Directions for this task:
Update the rows below by changing every "drop one marker" to "place one pin" and keeping all other text the same.

Rows that point to named objects
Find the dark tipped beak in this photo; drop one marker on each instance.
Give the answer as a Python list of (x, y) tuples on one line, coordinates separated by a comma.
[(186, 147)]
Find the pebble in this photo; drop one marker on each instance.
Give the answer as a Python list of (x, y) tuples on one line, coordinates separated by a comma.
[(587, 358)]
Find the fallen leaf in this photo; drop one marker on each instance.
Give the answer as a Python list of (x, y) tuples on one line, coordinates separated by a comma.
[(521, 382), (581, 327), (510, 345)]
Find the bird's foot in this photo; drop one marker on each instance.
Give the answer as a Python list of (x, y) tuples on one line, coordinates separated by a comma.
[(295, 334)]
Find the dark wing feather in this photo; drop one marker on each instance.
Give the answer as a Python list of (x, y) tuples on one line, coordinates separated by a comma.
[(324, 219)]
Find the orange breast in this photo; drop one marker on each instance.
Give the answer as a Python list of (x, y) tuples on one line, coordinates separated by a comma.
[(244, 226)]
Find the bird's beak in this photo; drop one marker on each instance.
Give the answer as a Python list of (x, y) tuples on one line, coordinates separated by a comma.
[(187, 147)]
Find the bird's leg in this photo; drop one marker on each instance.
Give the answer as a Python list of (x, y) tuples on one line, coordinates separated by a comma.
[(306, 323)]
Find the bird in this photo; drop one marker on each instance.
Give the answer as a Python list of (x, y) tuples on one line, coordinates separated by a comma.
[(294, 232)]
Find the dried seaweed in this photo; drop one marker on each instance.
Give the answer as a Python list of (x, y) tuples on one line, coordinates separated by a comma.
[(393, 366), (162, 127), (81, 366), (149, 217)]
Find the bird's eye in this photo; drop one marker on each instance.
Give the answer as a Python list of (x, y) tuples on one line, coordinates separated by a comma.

Result of the exercise:
Find the dark tipped beak in this photo; place one pin on each instance.
Give the answer as a Python list of (x, y) tuples on one line, coordinates separated by a comma.
[(186, 147)]
Find the pebble in this photo; place one pin on each instance.
Give the answer as a Python list of (x, y) tuples on one line, coordinates separated by a comma.
[(587, 358)]
Find the fallen leaf in this photo; place one pin on each instance.
Give the answer as a Python list of (x, y) tuples on one line, coordinates separated by a comma.
[(521, 382), (581, 327), (510, 345)]
Find the bird's foot in this photo; place one pin on each instance.
Give the answer as a Python list of (x, y) tuples on one line, coordinates separated by a comma.
[(295, 334)]
Find the dark wing feather in this photo; place one pin on each instance.
Give the answer as a Python list of (x, y) tuples on one line, coordinates separated by a comma.
[(324, 219)]
Find the orange breast in this photo; place one pin on each instance.
Give the answer as a Python list of (x, y) tuples on one line, coordinates separated by a comma.
[(244, 226)]
Find the bird's beak in this photo; place one pin on each instance.
Give the answer as a Python list of (x, y) tuples on one line, coordinates separated by a comma.
[(187, 147)]
Find the bird's leg in this photo; place one pin on each instance.
Give the answer as a Python list of (x, y) tuples on one line, coordinates separated by a comma.
[(306, 323)]
Find the bird in this photo; place one pin on each instance.
Give the answer as a Python list of (x, y) tuples on one line, coordinates separated by a comma.
[(294, 232)]
Find the dried seaweed in this photo; place one pin on each instance.
Give the answer as a Python list of (x, y) tuples on one line, coordinates separated by a comma.
[(393, 366), (162, 127), (81, 366), (149, 217)]
Find the bird's eye in this photo; place one pin on each instance.
Give the answer as a Python list of (x, y) tuples on one line, coordinates separated by a comma.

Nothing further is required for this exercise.